EXCERPTED PASSAGE
····················
ReverseDiff Incorrect Result


#1

I’m running into an issue using ReverseDiff. It seems to be evaluating my function incorrectly when I prerecord a gradient tape:

using ReverseDiff: GradientTape, GradientConfig, gradient!, compile
using DiffResults: value, GradientResult

# Compute the gradient using a gradient tape and return the value 
function reversediff_tape_eval(func, val)
    f_tape = GradientTape(func, rand(length(val)))
    compiled_f_tape = compile(f_tape)
    results = GradientResult(similar(val))
    gradient!(results, compiled_f_tape, val)
    return DiffResults.value(results)
end

# Compute the gradient without a gradient tape and return the value
function reversediff_eval(func, val)
    results = GradientResult(similar(val))
    gradient!(results, func, val)
    return DiffResults.value(results)
end

# Simple Example
function f1(xs)
    function f2(p)
        s = 0.0
        for x in xs
            if x[1] > p[1]
                s += x[1]
            else
                s += x[2]
            end
        end
        return s
    end
    return f2
end

# Example input
xs = [rand(2) for i=1:5] # e.g. [[0.698, 0.035], [0.828, 0.666], [0.209, 0.384], [0.661, 0.089], [0.394, 0.812]]
a = rand(2) # e.g. [0.705, 0.092]

f = f1(xs)
····················
JOBS
**1.** In the ReverseDiff post, under what circumstance does the poster say the function is evaluated incorrectly?
**2.** Summarize the ReverseDiff post in two sentences.
**3.** Carry on writing the ReverseDiff forum post from its last line.

SUPPLIED MATERIAL
····················
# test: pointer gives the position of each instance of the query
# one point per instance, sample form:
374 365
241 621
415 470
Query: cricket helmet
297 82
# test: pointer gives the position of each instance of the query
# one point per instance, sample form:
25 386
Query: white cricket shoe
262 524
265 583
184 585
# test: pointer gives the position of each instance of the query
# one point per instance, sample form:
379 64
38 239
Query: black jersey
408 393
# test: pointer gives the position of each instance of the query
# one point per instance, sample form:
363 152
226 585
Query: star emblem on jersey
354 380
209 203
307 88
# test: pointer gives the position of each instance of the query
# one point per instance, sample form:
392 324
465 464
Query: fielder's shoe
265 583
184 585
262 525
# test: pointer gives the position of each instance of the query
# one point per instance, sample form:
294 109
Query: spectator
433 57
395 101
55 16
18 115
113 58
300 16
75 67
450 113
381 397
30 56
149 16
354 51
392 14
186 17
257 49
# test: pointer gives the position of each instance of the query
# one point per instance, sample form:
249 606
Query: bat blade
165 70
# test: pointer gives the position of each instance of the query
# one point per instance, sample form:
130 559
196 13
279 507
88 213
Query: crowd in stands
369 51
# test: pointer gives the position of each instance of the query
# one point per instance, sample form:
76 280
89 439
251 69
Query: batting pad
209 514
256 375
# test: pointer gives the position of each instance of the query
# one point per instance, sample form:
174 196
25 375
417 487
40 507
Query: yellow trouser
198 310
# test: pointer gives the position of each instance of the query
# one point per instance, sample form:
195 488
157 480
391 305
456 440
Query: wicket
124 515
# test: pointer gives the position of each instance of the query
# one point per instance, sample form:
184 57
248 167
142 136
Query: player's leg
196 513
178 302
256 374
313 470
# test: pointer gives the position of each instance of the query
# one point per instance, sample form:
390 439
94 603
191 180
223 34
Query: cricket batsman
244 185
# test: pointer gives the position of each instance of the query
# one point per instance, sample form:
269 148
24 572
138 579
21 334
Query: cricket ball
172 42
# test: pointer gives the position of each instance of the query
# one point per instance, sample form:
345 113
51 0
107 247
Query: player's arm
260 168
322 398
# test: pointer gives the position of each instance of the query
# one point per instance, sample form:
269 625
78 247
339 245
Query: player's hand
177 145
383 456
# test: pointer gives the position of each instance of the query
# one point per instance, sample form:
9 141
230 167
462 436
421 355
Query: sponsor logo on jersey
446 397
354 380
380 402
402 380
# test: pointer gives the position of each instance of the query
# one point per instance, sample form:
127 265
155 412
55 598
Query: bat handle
····················
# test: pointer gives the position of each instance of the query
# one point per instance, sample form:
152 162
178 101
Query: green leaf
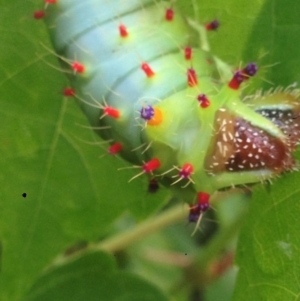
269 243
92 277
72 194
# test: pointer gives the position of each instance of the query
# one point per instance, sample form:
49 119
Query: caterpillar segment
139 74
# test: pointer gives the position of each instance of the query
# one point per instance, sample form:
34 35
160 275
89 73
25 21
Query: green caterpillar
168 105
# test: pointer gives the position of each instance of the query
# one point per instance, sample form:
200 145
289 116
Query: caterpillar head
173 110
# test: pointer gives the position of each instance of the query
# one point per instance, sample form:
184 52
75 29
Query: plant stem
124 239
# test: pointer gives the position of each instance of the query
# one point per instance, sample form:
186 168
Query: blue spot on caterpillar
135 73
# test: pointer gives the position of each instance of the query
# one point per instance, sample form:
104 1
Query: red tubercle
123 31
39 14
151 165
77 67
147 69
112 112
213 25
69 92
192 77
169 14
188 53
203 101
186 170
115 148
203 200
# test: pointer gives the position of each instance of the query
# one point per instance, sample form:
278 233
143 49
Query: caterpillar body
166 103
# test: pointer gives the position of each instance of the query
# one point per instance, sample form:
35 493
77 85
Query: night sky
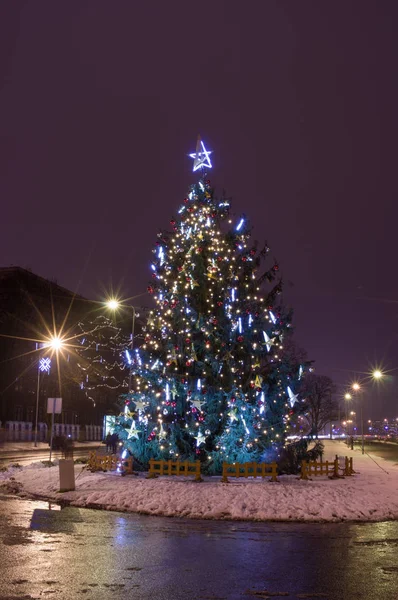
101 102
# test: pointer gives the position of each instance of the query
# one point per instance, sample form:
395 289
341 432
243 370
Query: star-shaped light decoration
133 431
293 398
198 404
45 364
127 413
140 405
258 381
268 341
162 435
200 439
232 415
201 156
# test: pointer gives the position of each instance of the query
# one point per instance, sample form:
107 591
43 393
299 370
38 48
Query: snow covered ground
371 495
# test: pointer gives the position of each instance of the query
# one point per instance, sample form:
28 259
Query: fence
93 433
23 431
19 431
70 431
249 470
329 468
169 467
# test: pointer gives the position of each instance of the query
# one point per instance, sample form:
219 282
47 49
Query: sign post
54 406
····················
FINAL RESULTS
**1.** When a gradient tape is prerecorded.

**2.** The poster reports that ReverseDiff seems to evaluate a function incorrectly when a gradient tape is prerecorded. The post defines one function that computes the gradient with a compiled gradient tape and another that computes it without a tape, both returning the value, along with a simple example function and random example input.

**3.**
f(a) # 2.149 Correct
reversediff_eval(f, a) # 2.149 Correct
reversediff_tape_eval(f, a) # 2.966 Incorrect

What’s even more bizarre is that I get a different results every time I evaluate reversediff_tape_eval…

Anyone have any idea what’s going on?


#2

The incorrect result is because the gradient tape only records the operations for a specific branch (if any) determined by its initial input.
In your example, the operations recorded in the tape is totally determined by the initial input in f_tape = GradientTape(func, rand(length(val))), which is a random initial rand(length(val)). The random initial input together with fact that the operation carried out by function f2 has some branching based on the input result the random behavior of reversediff_tape_eval(f, a).


#3

I also made a little example based on your original one to make things more clear:

using ReverseDiff: GradientTape, GradientConfig, gradient!, compile
using DiffResults: value, GradientResult

# Compute the gradient using a gradient tape and return the value
function reversediff_tape_eval(func, val)
    random_val = rand(length(val))
    print(random_val)
    f_tape = GradientTape(func, random_val)
    compiled_f_tape = compile(f_tape)
    results = GradientResult(similar(val))
    gradient!(results, compiled_f_tape, val)
    return DiffResults.value(results)
end

# Compute the gradient without a gradient tape and return the value
function reversediff_eval(func, val)
    results = GradientResult(similar(val))
    gradient!(results, func, val)
    return DiffResults.value(results)
end

# Simple Example
function f1(xs)
    function f2(p)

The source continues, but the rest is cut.